■ THE PROBLEM:
Reproduce every line of the listing from the line that contains "Tag one point on every instance of the green" through the end, requests included. Scale each x and y coordinate in the answer points by 1.85 and round to whole numbers, with halves rounded up.

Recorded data
- - - - -
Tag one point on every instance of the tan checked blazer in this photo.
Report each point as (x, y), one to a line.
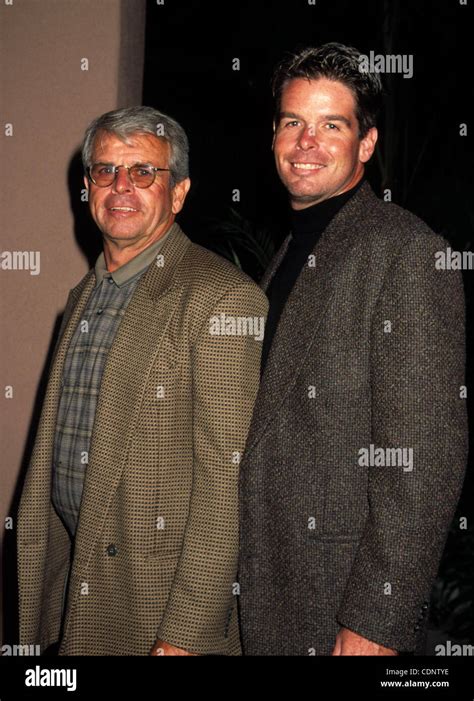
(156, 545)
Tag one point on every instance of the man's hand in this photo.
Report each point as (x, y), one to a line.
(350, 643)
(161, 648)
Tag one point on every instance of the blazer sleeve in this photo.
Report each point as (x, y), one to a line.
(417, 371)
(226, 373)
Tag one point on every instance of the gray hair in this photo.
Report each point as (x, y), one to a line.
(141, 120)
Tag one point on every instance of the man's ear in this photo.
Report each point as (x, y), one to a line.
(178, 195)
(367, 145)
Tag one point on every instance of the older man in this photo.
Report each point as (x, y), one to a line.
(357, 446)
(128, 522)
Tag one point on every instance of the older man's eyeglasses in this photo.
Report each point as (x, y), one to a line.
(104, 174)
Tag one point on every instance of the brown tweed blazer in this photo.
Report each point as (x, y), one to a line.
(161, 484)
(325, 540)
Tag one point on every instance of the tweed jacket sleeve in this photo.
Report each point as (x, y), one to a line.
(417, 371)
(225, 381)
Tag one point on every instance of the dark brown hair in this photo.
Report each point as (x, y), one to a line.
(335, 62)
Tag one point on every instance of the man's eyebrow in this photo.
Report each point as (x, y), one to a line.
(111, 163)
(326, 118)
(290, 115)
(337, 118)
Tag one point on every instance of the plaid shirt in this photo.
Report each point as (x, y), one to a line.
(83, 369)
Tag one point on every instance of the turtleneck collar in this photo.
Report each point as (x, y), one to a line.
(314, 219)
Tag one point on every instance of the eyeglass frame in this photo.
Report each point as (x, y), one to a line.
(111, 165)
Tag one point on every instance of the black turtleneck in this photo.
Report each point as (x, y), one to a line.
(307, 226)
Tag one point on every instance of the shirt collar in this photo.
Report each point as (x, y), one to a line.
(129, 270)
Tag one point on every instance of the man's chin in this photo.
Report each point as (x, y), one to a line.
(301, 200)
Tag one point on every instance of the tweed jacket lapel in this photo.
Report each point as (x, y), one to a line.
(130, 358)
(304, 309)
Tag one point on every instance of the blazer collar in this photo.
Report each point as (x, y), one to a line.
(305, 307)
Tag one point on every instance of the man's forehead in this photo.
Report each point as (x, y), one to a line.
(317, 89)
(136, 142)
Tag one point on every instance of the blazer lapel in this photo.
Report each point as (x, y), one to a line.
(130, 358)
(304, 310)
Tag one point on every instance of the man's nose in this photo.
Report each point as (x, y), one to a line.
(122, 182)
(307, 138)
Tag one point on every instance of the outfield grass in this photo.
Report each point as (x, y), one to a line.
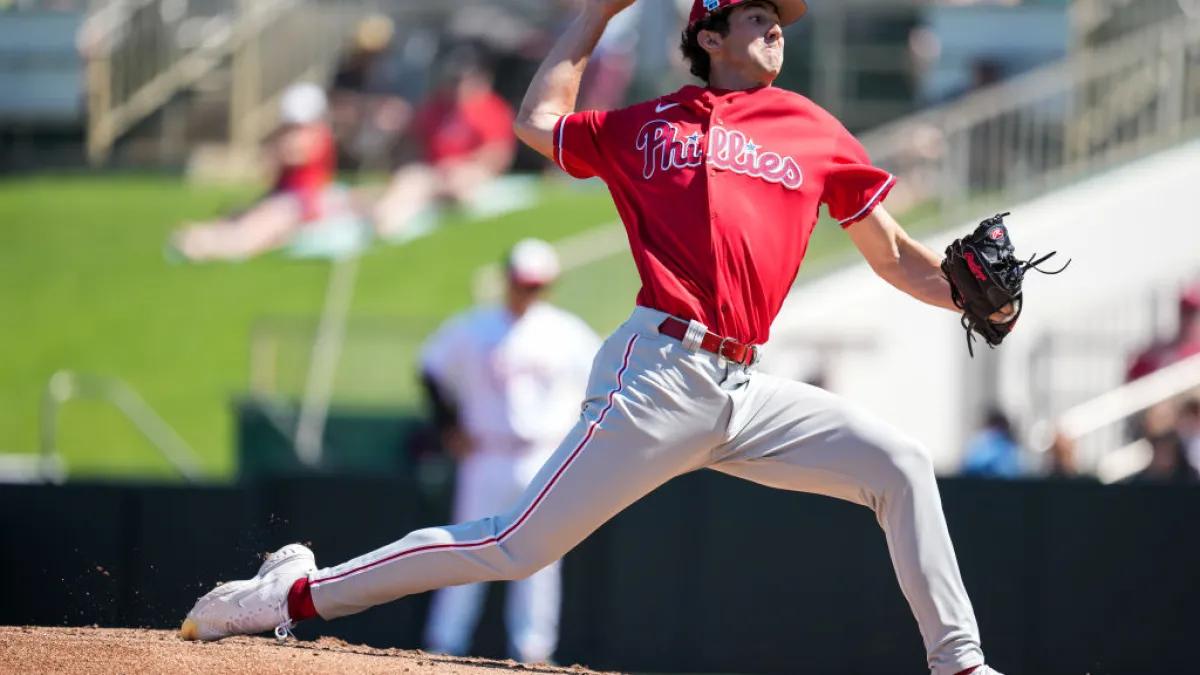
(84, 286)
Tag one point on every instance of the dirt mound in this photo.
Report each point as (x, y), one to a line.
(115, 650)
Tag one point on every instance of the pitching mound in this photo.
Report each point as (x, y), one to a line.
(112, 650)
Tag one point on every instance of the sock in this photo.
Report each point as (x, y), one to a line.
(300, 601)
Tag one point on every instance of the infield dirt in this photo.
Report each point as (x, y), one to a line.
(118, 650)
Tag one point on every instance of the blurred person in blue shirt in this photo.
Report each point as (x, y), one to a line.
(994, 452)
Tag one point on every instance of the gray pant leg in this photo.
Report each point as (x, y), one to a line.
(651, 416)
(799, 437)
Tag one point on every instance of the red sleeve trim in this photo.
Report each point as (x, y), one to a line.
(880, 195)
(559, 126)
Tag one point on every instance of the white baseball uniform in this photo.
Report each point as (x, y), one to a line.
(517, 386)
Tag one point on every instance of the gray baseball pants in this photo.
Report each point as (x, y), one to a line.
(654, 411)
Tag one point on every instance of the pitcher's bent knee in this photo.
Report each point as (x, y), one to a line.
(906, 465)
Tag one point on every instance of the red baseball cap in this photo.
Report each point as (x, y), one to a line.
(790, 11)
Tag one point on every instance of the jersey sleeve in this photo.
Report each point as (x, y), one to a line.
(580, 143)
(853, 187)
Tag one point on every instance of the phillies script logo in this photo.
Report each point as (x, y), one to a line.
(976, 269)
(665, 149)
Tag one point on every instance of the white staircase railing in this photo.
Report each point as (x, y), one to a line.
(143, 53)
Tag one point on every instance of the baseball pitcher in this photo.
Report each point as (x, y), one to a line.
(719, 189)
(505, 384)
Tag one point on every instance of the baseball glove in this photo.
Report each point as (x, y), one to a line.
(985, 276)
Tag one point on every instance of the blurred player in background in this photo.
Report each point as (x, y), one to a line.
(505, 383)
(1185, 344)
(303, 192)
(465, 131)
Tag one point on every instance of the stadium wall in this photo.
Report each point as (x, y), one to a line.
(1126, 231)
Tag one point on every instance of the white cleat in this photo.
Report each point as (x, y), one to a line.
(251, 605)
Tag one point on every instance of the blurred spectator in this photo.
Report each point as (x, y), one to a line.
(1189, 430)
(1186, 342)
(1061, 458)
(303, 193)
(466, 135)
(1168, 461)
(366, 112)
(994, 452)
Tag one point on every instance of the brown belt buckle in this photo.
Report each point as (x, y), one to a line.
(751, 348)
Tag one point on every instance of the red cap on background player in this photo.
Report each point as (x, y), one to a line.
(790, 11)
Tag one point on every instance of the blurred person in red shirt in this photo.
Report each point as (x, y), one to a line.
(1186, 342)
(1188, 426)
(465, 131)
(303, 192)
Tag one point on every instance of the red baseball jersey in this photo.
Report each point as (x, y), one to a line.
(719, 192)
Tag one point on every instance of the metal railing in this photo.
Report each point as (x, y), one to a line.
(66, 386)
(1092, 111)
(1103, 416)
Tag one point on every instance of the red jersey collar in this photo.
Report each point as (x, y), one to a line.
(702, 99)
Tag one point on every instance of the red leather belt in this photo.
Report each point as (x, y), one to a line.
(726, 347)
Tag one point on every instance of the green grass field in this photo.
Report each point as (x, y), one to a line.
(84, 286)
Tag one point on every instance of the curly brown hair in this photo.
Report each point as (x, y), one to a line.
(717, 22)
- - - - -
■ ANSWER TO THIS PROBLEM:
Tag one point on every instance of the green grass field in this photo.
Report each point as (x, y), one to a line.
(155, 529)
Tag one point on every instance of the curly brown hair in this photo.
Report each point as (x, y), one to a line.
(1326, 41)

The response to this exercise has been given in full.